В самом деле, ну зачем норвежцы плыли в Атлантику, когда рядом с ними был Кольский полуостров, открытый для беспрепятственной колонизации? Почему этот, такой простой и естественный вопрос не пришел в голову раньше никому из ученых? А ведь, казалось бы, он должен был возникнуть первым, едва только заходила речь о причинах и путях норвежской эмиграции в X и XI веках. Саги и рунические надписи того времени хорошо знают путь на запад — в Англию, Ирландию, на Оркнейские острова, в Исландию и Гренландию, даже в Винланд, который, кстати сказать, находился не только в Новом Свете, но и на южном берегу Балтийского моря… Однако о северном направлении переселения — за Халогаланд, за Финмарк, на мурманский берег и на берега Белого моря — не говорит ни один источник!
Между тем, если попытаться сравнить природу берегов Белого моря с суровой и скудной природой Норвегии, в первую очередь Норвегии северо-западной, откуда отплывали в поисках свободных земель ярлы и бонды, не желавшие мириться с распространяющейся королевской властью, то сравнение будет не в пользу родины викингов. Обширные пастбища и плодородные земли в речных долинах Зимнего и Летнего берегов Белого моря, не говоря уже о великолепной пойме Двины, могли принять многочисленные стада и многолюдные колонии переселенцев. Новгород в то время был еще слишком молод, он только строился и набирал силу. О колонизации далеких северных окраин он еще не помышлял. Свободно было побережье Онежской губы и Карельского берега, не говоря уже о шхерах Кандалакшского залива. Эти места были богаты семгой, речным жемчугом, бобровыми гонами, морским и пушным зверем, древними разработками медных и — возможно — серебряных руд, встречавшихся вместе с месторождениями свинца. Густые леса с боровой дичью и обширными ягельниками, на которых вольготно паслись стада диких и домашних оленей кочевавших по всему этому краю лопарей, должны были показаться норвежцам, скудно оделенным природой на прежней своей родине, воистину земным раем, наполненным «медом и млеком».
----------------------------------------
| Указание 1 |
Определите, соответствуют ли отрывку о норвежской колонизации следующие утверждения: (a) источники того времени сообщают о переселении норвежцев на север, к берегам Белого моря; (b) Новгород в то время уже осваивал далекие северные окраины; (c) места у Белого моря были богаты семгой и речным жемчугом. Для каждого ответьте «да» или «нет» и приведите решающие слова отрывка дословно.
----------------------------------------
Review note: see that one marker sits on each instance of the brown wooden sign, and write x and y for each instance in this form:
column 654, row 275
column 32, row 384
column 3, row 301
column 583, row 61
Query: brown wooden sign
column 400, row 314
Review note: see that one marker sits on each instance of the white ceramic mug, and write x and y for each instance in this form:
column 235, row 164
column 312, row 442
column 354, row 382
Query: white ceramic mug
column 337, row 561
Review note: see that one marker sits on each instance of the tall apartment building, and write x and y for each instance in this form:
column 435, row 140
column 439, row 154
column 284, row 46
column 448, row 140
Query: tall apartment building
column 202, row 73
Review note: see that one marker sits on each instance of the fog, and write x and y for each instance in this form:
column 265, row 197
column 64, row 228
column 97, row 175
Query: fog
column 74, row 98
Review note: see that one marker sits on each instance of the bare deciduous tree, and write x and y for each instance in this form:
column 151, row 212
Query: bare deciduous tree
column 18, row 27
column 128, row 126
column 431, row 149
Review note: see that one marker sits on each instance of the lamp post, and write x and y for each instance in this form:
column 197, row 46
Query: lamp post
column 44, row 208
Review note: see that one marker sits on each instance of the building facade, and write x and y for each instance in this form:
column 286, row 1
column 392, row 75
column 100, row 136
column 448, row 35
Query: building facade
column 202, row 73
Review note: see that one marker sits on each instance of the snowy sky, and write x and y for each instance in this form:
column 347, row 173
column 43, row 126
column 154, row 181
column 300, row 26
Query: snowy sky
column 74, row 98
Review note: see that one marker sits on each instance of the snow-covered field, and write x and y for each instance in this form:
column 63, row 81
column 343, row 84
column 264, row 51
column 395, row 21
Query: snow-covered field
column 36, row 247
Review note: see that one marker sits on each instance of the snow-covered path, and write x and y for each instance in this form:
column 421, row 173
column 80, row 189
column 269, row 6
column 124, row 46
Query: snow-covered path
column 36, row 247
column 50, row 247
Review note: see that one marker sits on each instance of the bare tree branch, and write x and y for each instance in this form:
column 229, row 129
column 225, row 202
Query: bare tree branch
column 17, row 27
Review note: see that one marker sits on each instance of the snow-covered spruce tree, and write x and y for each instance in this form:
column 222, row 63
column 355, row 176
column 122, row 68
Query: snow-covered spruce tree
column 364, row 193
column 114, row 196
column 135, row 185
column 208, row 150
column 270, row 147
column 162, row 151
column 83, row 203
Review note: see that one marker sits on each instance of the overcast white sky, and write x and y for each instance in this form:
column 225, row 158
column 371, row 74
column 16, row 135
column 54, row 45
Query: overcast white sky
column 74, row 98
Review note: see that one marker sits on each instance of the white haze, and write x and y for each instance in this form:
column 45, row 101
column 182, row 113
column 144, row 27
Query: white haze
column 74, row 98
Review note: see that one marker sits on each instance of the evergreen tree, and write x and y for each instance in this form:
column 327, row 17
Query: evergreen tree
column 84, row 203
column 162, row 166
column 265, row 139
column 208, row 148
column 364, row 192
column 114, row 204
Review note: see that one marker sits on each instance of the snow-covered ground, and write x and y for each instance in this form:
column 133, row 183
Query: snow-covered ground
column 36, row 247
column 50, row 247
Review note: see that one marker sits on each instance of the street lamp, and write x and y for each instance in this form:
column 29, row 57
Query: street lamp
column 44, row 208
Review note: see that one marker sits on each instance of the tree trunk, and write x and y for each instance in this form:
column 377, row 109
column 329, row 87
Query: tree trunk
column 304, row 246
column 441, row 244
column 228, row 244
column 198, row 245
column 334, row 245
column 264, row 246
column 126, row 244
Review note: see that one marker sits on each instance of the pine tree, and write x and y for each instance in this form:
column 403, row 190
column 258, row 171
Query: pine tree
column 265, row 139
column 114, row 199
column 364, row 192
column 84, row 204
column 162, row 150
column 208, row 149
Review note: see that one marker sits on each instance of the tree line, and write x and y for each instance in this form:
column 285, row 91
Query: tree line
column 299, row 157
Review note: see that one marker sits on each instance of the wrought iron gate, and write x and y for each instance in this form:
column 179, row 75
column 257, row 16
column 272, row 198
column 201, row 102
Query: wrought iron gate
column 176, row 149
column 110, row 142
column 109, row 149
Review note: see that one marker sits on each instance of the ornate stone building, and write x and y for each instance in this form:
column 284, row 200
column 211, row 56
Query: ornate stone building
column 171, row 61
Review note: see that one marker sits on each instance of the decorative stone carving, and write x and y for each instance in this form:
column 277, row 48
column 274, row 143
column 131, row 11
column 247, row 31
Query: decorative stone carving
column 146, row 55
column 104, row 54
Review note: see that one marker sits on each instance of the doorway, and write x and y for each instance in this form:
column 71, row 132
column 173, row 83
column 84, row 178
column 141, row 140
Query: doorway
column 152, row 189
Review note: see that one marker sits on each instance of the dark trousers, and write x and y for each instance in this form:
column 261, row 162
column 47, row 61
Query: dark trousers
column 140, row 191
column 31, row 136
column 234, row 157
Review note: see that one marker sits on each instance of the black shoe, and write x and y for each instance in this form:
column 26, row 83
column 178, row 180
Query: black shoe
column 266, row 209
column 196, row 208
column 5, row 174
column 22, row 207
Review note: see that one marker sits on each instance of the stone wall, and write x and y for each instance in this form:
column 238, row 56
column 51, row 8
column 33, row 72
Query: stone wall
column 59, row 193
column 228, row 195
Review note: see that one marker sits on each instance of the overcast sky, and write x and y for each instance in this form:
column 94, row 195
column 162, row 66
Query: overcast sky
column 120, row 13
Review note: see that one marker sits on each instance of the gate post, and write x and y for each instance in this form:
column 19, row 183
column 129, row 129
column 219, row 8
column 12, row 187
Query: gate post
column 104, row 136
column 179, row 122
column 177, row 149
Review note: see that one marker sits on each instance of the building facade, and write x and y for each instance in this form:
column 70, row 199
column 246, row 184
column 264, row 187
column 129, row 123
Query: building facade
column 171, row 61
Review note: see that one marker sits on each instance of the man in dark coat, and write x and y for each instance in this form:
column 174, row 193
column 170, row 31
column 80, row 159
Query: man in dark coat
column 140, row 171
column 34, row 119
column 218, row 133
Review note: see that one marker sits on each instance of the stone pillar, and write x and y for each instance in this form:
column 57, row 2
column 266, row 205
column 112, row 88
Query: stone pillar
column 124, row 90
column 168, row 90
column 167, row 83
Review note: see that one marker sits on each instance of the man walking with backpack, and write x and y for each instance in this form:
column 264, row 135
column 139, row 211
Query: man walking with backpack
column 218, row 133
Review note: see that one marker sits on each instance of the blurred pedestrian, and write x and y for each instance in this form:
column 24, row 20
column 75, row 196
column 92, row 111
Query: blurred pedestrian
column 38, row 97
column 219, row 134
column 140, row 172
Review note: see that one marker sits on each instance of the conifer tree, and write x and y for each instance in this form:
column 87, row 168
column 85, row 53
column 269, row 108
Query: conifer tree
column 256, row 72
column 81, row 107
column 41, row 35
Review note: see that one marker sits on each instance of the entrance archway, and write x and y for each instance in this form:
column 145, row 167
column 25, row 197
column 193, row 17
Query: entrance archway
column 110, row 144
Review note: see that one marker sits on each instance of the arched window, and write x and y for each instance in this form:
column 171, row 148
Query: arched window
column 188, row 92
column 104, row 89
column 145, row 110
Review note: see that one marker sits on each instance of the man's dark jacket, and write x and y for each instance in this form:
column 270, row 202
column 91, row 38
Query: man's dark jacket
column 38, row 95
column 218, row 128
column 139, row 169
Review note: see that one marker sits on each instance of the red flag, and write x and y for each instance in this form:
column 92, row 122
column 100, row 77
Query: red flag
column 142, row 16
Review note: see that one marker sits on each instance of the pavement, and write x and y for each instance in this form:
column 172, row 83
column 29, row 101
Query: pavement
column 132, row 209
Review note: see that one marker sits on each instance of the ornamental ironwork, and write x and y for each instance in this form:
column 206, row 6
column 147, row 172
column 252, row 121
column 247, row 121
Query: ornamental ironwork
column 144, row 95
----------------------------------------
| Указание 2 |
Преобразуйте в JSON-список строк всё в записях от строки, содержащей «the snow-covered spruce», вниз до строки, содержащей «column 83, row 203», включая обе: по одному элементу на каждую строку, пустые строки пропустите.

| Решение задания 1 |
(a) Нет: «Однако о северном направлении переселения — за Халогаланд, за Финмарк, на мурманский берег и на берега Белого моря — не говорит ни один источник!»
(b) Нет: «О колонизации далеких северных окраин он еще не помышлял.»
(c) Да: «Эти места были богаты семгой, речным жемчугом»

| Решение задания 2 |
[
  "Review note: see that one marker sits on each instance of the snow-covered spruce tree, and write x and y for each instance in this form:",
  "column 222, row 63",
  "column 355, row 176",
  "column 122, row 68",
  "Query: snow-covered spruce tree",
  "column 364, row 193",
  "column 114, row 196",
  "column 135, row 185",
  "column 208, row 150",
  "column 270, row 147",
  "column 162, row 151",
  "column 83, row 203"
]